* **SET PROBLEM**
List each line in the data below that contains the string "dark", copying every such line in full.

══════════════════════════════

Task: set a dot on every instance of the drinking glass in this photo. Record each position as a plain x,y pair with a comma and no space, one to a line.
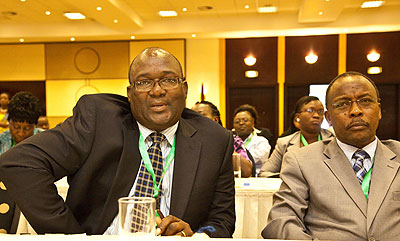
137,217
236,165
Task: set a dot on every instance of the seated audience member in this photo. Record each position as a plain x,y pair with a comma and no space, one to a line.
309,114
103,149
210,111
43,123
4,100
343,188
24,110
244,120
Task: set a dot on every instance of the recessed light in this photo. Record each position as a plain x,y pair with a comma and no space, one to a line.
74,16
267,9
168,13
372,4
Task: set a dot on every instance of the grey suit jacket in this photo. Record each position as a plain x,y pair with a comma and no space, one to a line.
320,196
97,148
284,144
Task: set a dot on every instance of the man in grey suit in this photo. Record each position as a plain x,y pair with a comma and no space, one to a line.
344,188
98,149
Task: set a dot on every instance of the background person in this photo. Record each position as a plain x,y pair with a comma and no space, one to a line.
244,120
24,110
343,188
309,114
102,149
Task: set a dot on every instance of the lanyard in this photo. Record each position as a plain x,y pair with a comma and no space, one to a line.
149,167
304,141
248,139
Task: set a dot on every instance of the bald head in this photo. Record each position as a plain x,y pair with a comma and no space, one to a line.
154,55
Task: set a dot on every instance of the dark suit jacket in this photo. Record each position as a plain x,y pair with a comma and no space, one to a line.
97,148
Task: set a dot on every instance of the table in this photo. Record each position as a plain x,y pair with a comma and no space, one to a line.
253,202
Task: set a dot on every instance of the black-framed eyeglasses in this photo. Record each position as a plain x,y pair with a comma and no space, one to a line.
345,105
311,111
165,83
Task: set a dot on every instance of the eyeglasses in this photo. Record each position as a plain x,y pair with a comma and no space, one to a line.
311,111
165,83
344,105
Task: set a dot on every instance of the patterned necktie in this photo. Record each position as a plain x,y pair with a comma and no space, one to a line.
144,185
359,156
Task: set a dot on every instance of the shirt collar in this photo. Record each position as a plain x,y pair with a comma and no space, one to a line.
349,149
169,133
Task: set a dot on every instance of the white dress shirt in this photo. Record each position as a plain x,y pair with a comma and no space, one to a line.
165,200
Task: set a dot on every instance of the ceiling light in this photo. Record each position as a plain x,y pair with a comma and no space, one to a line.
74,16
267,9
372,4
250,60
311,58
251,74
167,13
373,56
374,70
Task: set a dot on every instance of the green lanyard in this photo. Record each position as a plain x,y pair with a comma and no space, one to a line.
367,180
248,140
304,141
149,167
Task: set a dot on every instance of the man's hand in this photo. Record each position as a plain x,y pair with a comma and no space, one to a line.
172,225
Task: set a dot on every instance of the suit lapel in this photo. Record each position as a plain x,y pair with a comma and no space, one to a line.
126,172
187,156
383,172
341,168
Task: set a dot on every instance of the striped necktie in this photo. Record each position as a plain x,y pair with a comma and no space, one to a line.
359,156
144,185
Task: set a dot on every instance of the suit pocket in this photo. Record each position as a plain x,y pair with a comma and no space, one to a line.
396,196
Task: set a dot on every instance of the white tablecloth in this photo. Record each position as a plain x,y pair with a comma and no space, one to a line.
253,202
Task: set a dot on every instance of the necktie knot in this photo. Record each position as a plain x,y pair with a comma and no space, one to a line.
157,137
358,157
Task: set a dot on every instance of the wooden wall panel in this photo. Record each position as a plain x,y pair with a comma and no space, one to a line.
37,88
91,60
299,72
264,49
387,44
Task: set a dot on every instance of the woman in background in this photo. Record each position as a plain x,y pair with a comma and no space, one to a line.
309,114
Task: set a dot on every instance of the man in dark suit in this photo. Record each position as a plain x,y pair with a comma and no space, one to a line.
98,149
343,188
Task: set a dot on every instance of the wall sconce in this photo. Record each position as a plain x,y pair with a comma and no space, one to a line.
251,74
250,60
374,70
311,58
373,56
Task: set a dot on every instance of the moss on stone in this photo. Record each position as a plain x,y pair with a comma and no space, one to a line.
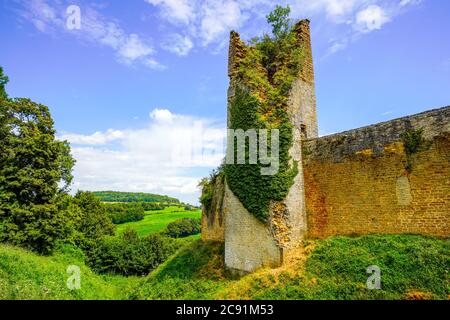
262,86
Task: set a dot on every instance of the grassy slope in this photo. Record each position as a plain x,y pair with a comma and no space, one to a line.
334,269
156,221
27,276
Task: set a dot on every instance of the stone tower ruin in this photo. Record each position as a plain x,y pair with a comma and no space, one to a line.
360,181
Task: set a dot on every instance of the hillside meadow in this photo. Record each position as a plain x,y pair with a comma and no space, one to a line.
413,267
157,221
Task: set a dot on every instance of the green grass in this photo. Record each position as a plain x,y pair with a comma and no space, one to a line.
157,221
336,269
327,269
27,276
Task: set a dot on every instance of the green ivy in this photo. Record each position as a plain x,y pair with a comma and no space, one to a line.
262,86
413,142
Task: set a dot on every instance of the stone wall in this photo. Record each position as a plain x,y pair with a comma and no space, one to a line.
249,243
359,181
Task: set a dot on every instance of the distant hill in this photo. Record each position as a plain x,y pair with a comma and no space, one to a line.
114,196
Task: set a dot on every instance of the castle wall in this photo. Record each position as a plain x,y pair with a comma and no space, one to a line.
249,245
356,182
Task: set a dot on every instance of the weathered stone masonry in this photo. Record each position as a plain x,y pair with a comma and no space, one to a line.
357,182
352,183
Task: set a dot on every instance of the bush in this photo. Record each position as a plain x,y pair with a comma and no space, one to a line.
125,212
183,228
130,254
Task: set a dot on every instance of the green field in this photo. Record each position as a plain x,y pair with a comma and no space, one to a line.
25,275
157,221
413,267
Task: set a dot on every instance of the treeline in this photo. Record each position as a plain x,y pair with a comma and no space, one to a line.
184,227
113,196
125,212
38,213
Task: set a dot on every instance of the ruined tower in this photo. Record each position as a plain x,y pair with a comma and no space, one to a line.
249,243
391,177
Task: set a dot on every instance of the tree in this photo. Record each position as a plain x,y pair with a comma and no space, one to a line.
280,22
95,222
3,81
32,164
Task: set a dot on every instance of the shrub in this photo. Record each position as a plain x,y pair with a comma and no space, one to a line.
130,254
183,228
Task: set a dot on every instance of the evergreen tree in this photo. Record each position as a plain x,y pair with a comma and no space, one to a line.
32,165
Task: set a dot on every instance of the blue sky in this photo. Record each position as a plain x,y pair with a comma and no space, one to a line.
142,79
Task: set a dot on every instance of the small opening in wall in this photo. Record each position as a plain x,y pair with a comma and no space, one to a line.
303,131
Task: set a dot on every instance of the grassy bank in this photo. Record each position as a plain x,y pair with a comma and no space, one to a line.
412,267
27,276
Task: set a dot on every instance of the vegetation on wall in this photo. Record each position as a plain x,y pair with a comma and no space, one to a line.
413,142
207,186
262,85
113,196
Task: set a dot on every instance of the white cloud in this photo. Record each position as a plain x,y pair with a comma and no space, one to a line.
169,156
218,18
177,11
178,44
50,16
371,18
97,138
335,10
207,21
133,48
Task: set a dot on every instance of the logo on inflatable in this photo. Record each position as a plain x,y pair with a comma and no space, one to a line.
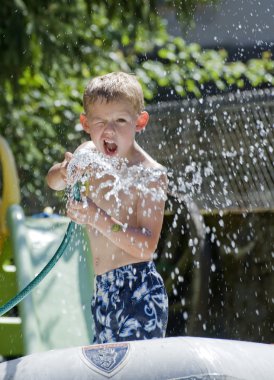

══════════════════════════════

* **ANSWER BELOW**
Task: set a dot on every instance of the dark suit jacket in this photo. Record each position as a plain x,y pair with a comma and no space, one to a line.
Task: set a dot on every instance of the man in dark suit in this photo. Record each position as a plain x,y pair with a comma and no space, one to a line.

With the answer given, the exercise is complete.